## Raw data
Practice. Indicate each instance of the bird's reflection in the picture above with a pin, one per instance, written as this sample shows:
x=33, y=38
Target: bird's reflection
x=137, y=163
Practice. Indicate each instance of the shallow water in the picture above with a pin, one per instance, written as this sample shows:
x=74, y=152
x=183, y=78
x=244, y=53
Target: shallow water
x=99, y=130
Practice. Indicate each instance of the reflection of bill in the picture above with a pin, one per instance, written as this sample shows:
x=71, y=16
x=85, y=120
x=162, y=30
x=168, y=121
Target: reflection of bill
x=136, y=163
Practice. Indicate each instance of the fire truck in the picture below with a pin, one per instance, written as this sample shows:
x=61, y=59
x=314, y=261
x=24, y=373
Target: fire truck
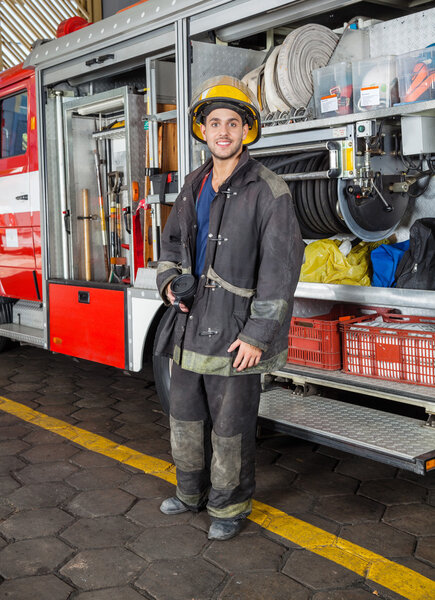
x=95, y=147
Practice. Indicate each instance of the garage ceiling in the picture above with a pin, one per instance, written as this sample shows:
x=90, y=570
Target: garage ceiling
x=22, y=22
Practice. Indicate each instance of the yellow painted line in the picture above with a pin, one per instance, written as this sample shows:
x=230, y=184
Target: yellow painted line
x=395, y=577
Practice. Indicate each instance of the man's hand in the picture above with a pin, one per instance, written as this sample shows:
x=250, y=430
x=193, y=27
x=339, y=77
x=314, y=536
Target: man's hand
x=170, y=296
x=247, y=356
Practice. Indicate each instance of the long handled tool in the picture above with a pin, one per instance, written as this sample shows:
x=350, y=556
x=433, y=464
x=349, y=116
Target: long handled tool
x=102, y=211
x=117, y=262
x=86, y=234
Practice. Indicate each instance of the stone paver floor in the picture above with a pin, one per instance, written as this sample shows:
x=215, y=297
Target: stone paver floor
x=76, y=525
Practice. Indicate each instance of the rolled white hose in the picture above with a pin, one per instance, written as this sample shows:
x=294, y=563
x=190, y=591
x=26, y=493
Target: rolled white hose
x=273, y=97
x=304, y=49
x=253, y=81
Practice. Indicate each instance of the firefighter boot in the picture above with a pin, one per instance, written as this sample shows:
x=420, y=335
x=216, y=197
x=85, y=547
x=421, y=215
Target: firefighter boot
x=224, y=529
x=173, y=506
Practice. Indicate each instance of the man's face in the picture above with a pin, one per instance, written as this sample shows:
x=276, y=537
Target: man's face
x=224, y=133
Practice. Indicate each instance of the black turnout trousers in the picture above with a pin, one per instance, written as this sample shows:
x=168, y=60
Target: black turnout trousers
x=213, y=428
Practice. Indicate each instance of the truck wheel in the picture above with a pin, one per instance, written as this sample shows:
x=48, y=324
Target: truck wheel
x=162, y=366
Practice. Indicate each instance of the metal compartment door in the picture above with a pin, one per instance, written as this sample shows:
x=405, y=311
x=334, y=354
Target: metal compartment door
x=88, y=322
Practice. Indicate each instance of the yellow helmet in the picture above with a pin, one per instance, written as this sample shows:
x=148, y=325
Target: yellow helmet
x=225, y=92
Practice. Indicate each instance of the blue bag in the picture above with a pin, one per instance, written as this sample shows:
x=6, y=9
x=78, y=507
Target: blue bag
x=385, y=259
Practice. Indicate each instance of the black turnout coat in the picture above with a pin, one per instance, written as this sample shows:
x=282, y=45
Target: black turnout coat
x=252, y=263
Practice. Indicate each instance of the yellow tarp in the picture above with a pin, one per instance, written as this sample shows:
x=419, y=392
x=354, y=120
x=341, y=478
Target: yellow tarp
x=325, y=263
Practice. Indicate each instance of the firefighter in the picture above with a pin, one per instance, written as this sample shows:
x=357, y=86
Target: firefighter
x=233, y=226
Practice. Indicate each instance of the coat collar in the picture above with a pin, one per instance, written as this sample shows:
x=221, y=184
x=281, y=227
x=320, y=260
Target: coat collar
x=243, y=167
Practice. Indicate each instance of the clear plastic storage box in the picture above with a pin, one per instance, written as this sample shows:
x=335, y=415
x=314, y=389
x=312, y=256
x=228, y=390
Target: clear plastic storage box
x=333, y=90
x=416, y=75
x=374, y=83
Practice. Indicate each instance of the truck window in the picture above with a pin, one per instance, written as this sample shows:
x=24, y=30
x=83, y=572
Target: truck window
x=14, y=125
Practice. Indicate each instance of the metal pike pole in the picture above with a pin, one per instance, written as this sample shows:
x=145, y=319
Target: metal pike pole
x=102, y=211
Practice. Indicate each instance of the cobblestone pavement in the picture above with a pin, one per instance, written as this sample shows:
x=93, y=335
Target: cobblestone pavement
x=77, y=525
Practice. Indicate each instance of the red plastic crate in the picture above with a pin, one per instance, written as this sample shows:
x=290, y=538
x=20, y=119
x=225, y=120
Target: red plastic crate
x=403, y=355
x=315, y=341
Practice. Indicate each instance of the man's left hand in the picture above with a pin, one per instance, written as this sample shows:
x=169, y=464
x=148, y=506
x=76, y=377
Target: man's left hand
x=247, y=356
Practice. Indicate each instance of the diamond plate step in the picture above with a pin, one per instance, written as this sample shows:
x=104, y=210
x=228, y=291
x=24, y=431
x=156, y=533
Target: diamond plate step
x=23, y=333
x=417, y=395
x=390, y=438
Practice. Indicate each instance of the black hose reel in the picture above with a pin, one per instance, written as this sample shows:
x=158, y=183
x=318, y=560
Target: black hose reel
x=326, y=205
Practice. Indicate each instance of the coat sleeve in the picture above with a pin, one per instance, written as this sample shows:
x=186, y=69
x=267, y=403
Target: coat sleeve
x=280, y=257
x=169, y=265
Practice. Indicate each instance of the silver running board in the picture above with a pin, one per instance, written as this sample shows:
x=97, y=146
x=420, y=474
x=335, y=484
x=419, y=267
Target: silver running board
x=396, y=440
x=23, y=333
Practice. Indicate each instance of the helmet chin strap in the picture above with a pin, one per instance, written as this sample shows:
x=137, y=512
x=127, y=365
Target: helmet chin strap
x=205, y=110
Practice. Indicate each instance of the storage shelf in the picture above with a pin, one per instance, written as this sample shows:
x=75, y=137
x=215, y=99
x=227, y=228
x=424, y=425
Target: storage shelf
x=416, y=395
x=426, y=108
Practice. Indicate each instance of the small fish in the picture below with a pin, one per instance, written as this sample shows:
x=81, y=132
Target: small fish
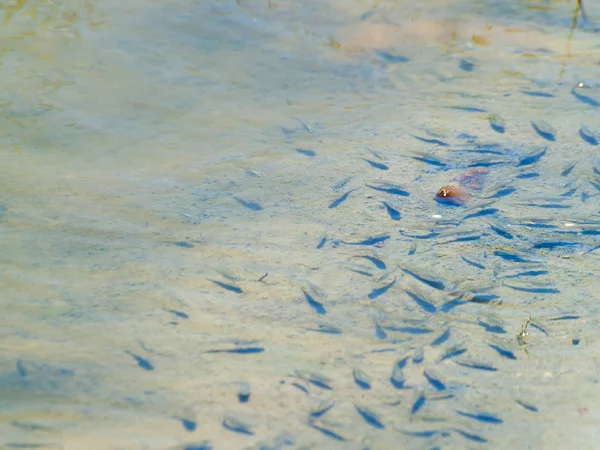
x=338, y=201
x=532, y=158
x=419, y=299
x=391, y=58
x=473, y=262
x=314, y=304
x=475, y=365
x=568, y=170
x=389, y=188
x=418, y=403
x=308, y=153
x=142, y=362
x=228, y=286
x=369, y=241
x=375, y=165
x=544, y=129
x=431, y=141
x=242, y=350
x=342, y=183
x=320, y=408
x=441, y=338
x=361, y=379
x=589, y=135
x=254, y=206
x=380, y=264
x=434, y=379
x=321, y=381
x=503, y=351
x=481, y=417
x=370, y=416
x=585, y=98
x=237, y=426
x=466, y=65
x=381, y=290
x=244, y=392
x=538, y=94
x=322, y=242
x=426, y=278
x=429, y=159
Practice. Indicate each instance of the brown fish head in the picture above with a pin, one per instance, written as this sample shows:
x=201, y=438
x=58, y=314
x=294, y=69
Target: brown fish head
x=452, y=194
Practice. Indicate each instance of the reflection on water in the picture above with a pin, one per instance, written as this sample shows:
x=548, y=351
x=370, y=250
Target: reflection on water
x=220, y=227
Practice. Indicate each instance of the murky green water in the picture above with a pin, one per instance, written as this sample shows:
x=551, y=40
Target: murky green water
x=219, y=227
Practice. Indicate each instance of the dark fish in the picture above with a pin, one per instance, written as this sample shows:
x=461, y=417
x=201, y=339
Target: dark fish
x=491, y=328
x=326, y=430
x=568, y=170
x=246, y=350
x=320, y=408
x=497, y=124
x=431, y=141
x=423, y=277
x=475, y=365
x=308, y=153
x=501, y=231
x=470, y=436
x=589, y=135
x=393, y=213
x=531, y=158
x=321, y=243
x=361, y=379
x=237, y=426
x=375, y=165
x=534, y=290
x=473, y=262
x=254, y=206
x=544, y=129
x=391, y=58
x=481, y=417
x=538, y=94
x=381, y=290
x=180, y=314
x=341, y=199
x=503, y=351
x=389, y=188
x=467, y=108
x=342, y=183
x=554, y=244
x=585, y=99
x=369, y=241
x=441, y=338
x=142, y=362
x=183, y=244
x=244, y=392
x=314, y=304
x=429, y=159
x=480, y=213
x=378, y=262
x=321, y=381
x=452, y=352
x=466, y=65
x=421, y=302
x=528, y=406
x=370, y=416
x=418, y=403
x=566, y=318
x=189, y=425
x=227, y=286
x=434, y=379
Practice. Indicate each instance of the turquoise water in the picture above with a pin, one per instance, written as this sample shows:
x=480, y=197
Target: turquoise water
x=219, y=227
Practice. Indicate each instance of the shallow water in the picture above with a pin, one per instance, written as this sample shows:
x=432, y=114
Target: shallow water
x=176, y=227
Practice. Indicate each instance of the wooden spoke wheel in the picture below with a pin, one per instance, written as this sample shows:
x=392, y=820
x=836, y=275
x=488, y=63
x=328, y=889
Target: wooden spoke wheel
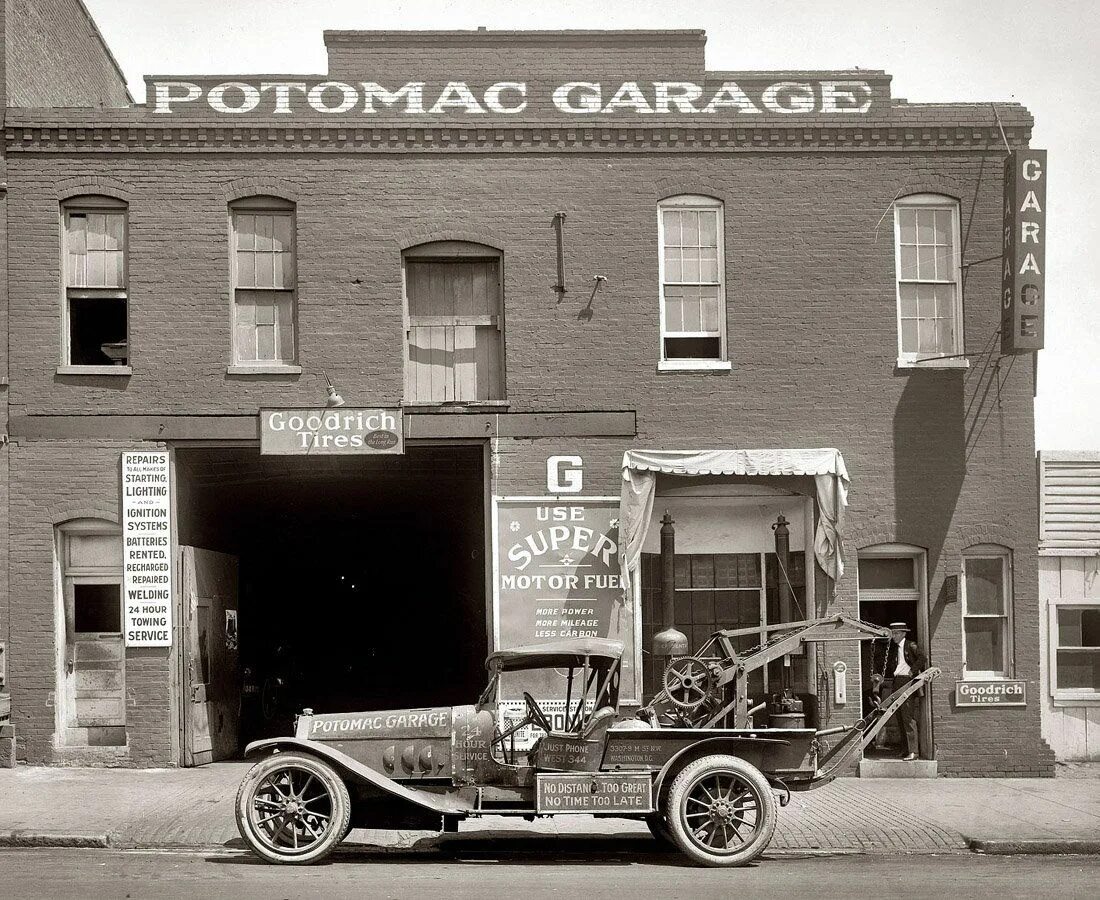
x=293, y=808
x=721, y=811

## Task prompt
Reproduce the lines starting at the beginning and ending at the line containing "x=76, y=525", replacing "pin" with "marker" and leaving everything else unaltered. Omit the pictures from your answer.

## Solution to the problem
Practice. Indicate each instance of the bird's reflection in the picture above with a marker, one per instance, written as this sample shows:
x=33, y=38
Target: bird's reflection
x=137, y=163
Practice. Indicate each instance of the shallow water in the picture above with a marker, one per instance, written as this sample shows:
x=74, y=152
x=183, y=78
x=244, y=53
Target: shallow water
x=99, y=130
Practice. Indicate each instance of the reflection of bill in the picture above with a marker, one per instance, written as this sample shows:
x=71, y=16
x=85, y=120
x=162, y=30
x=168, y=121
Target: reflection of bill
x=136, y=163
Practice. Indicate each instance of the fire truck in the picture below with a marker, one per instance, written as this sample shows:
x=61, y=59
x=314, y=261
x=24, y=373
Target: fire truck
x=95, y=147
Practice. Indicate each instance of the garage ceiling in the picture above with a marker, one per instance, written as this sample shows:
x=90, y=570
Target: garage ceiling
x=22, y=22
Practice. Indicate each instance of the yellow painted line in the picture above with a marker, one per instance, written as this sample shows:
x=230, y=184
Target: yellow painted line
x=395, y=577
Practice. Indicate each instance of the man's hand in the picture above with a marker, one per instance, written as this sample shows:
x=250, y=430
x=193, y=27
x=339, y=77
x=314, y=536
Target: man's hand
x=170, y=296
x=247, y=356
Practice. Indicate each instance of the long handled tool in the picture above with a marker, one per instance, written as this sample shows:
x=350, y=556
x=433, y=464
x=349, y=116
Target: long handled tool
x=102, y=211
x=117, y=262
x=86, y=234
Practice. Indicate each instance of the stone paver floor in the picture above with a marker, one per instance, written as this sample shows:
x=215, y=297
Target: stone paver floor
x=76, y=525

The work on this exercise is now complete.